— CONSIGNE 1 —
Indiquez uniquement le nombre de lignes qui contiennent la chaîne "bokeh".
:: TEXTE EXTRAIT
Des guetteurs sur la Toile
Charles Genequand, spécialiste du monde arabe à l’université de Genève, n’a jamais été convaincu par le sérieux de Tariq Ramadan. Il lui a refusé sa thèse portant sur le réformisme islamique et Hassan Al-Banna. Les raisons ? Tariq Ramadan tentait de faire passer son grand-père pour un Gandhi musulman. « Non seulement, il refusait d’apporter des corrections à sa thèse, mais il harcelait les membres du jury pour l’obtenir au plus vite », se souvient Charles Genequand.
::::
:: LIGNES FOURNIES
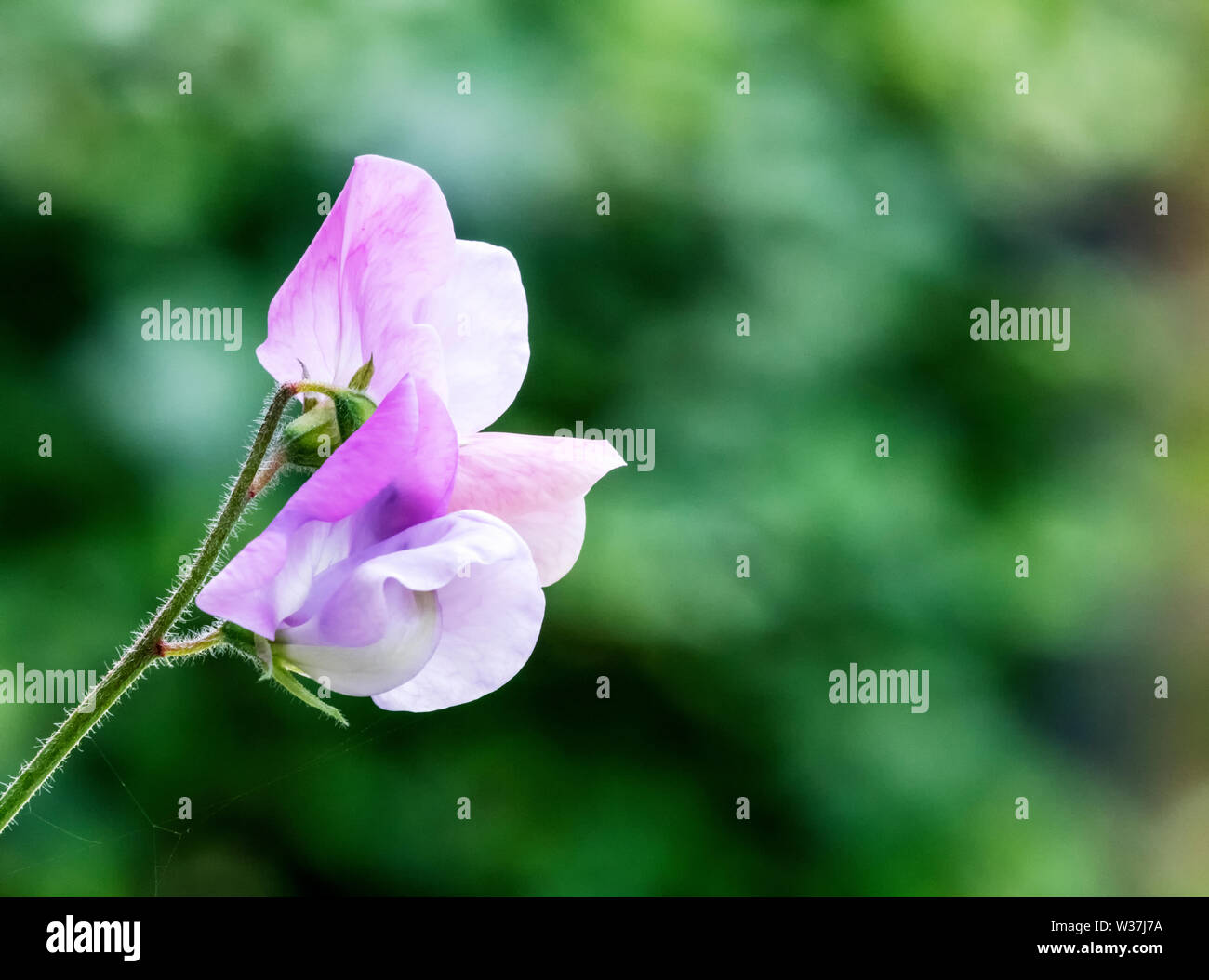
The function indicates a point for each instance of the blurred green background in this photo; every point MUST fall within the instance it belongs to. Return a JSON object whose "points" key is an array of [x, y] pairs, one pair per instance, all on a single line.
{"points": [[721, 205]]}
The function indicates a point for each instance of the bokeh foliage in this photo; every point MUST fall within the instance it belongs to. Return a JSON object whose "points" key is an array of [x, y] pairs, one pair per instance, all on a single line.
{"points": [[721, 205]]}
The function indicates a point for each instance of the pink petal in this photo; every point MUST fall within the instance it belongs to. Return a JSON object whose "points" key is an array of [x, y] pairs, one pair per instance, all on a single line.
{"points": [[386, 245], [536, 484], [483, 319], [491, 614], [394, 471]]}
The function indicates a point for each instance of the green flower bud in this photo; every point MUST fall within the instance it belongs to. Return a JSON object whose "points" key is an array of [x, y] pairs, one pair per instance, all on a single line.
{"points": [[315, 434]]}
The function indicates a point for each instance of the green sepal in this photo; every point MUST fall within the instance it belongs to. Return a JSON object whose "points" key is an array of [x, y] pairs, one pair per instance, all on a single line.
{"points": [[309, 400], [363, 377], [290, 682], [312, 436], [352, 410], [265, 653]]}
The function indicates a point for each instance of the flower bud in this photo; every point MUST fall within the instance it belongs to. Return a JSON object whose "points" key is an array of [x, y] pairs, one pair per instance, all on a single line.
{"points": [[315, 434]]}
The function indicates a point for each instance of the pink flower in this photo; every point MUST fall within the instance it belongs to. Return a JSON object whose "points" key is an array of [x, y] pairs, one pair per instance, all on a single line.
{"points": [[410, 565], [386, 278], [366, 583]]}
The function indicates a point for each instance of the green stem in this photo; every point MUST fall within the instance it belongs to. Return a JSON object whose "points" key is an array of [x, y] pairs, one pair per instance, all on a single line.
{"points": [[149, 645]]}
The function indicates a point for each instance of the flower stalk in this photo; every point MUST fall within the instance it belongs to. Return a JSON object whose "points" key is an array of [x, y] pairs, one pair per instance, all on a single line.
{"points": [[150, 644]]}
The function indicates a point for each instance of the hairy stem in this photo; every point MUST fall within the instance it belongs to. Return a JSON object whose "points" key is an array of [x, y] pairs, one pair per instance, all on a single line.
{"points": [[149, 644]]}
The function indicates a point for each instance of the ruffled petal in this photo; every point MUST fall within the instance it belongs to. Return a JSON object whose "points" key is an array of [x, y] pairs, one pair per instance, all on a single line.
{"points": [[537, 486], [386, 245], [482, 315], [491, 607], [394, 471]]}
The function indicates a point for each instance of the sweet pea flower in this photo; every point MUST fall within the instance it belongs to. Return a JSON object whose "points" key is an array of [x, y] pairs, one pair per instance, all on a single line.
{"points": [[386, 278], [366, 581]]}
::::
— CONSIGNE 2 —
Relevez tous les noms de personnes cités dans l'extrait sur la thèse de Tariq Ramadan, chacun une seule fois.

— RÉPONSE ATTENDUE 1 —
1

— RÉPONSE ATTENDUE 2 —
Charles Genequand, Tariq Ramadan, Hassan Al-Banna, Gandhi